## ÉNONCÉ ÉCRIT 1:
Restituez sans aucune modification le passage du texte sur la renaissance de Notre-Dame de Paris qui commence à « La renaissance de » et se termine à « à cette renaissance. ».

## DOCUMENT:

La renaissance de Notre-Dame de Paris
Notre-Dame de Paris renaît de ses cendres.
Patricia M. Colmant, reporter pour le site levasiondessens.com, a été sur place et a interrogé certains corps de métiers qui ont oeuvré avec brio à cette renaissance.
Victor Hugo par son roman a été le premier grand sauveur de Notre-Dame, qui dépérissait sans émouvoir les autorités de l’époque. Il la fit connaître au monde entier puisque son livre, paru en 1831, inspira la comédie musicale aux 5000 représentations et près de 20 millions de spectateurs. Elle fut magistralement restaurée par l’architecte Eugène Violet-Leduc dont la flèche embrasée, s’effondra dans un fracas tragique qui a boulversé la planète. Pour se relever de ce sort autrement plus dramatique qu’à l’époque de Victor Hugo, cette sublime cathédrale, première des églises ogivales qui vont grâce aux architectes français, tutoyer le ciel des grandes villes européennes de Westminster à Tolède, il lui fallait un autre Violet-Leduc.
C’est Philippe Villeneuve, architecte en chef des monuments historiques qui va reprendre le flambeau de sauveur de Notre-Dame. L’homme est tellement « amoureux » de cette dame médiévale, qu’il s’est fait un point d’honneur à la reconstruire strictement à l’identique. Enfant, il avait construit une maquette de Notre-Dame. Adulte il s’est fait tatouer sur l’avant-bras gauche sa flèche. Qu’ aurait-il fait si les délires de modernisme en faveur d’une flèche de verre dont il fut un temps question avait abouti ? Aurait-il été le 3è homme à sauver ce joyau unique qui est à ce point chéri de part le monde que 350 000 donateurs dont 45 000 Américains ont mis la main à la poche pour sa reconstruction.

## MATÉRIEL FOURNI:
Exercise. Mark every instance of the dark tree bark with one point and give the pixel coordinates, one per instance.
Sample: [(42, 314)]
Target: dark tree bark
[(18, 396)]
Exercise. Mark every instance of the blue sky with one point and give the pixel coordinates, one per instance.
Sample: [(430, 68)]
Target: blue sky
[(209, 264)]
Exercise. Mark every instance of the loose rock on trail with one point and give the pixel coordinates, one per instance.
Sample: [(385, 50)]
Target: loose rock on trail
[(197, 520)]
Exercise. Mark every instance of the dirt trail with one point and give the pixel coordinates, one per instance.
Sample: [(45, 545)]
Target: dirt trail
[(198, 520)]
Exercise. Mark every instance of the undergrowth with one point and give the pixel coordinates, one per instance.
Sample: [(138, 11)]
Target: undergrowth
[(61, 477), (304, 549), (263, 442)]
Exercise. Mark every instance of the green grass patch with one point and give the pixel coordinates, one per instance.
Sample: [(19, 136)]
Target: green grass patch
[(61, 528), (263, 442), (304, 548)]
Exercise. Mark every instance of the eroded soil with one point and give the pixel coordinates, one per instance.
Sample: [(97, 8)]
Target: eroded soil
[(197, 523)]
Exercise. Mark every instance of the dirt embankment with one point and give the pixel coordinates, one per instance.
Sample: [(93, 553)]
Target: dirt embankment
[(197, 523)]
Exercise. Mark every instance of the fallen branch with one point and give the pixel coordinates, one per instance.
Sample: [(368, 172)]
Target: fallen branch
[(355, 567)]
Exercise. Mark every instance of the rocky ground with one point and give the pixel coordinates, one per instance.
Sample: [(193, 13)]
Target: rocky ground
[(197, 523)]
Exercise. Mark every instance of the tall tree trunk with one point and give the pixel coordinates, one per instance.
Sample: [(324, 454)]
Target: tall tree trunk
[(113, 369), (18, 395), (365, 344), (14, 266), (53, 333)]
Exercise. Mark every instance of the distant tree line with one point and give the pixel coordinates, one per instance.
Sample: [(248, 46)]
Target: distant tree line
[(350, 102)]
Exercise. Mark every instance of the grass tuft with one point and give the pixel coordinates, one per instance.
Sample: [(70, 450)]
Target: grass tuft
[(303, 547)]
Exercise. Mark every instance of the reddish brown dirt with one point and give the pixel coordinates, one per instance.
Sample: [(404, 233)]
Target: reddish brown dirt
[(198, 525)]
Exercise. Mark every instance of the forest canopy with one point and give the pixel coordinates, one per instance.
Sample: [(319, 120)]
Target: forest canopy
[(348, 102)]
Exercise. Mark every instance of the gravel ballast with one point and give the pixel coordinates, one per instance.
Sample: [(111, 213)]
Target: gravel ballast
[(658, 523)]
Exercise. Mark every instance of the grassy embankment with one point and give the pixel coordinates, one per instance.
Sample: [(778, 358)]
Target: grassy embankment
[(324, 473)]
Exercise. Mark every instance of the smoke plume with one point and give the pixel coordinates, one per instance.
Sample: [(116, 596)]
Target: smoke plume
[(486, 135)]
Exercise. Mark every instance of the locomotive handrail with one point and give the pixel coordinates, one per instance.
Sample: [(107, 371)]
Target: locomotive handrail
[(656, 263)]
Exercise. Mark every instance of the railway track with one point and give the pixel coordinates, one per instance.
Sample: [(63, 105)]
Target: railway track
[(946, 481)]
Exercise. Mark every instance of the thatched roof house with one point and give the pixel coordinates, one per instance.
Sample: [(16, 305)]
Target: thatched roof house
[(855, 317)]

## ÉNONCÉ ÉCRIT 2:
Relevez chaque ligne de la liste ci-dessus où figure le mot « railway ».

## RÉSULTAT 1:
La renaissance de Notre-Dame de Paris
Notre-Dame de Paris renaît de ses cendres.
Patricia M. Colmant, reporter pour le site levasiondessens.com, a été sur place et a interrogé certains corps de métiers qui ont oeuvré avec brio à cette renaissance.

## RÉSULTAT 2:
Exercise. Mark every instance of the railway track with one point and give the pixel coordinates, one per instance.
Target: railway track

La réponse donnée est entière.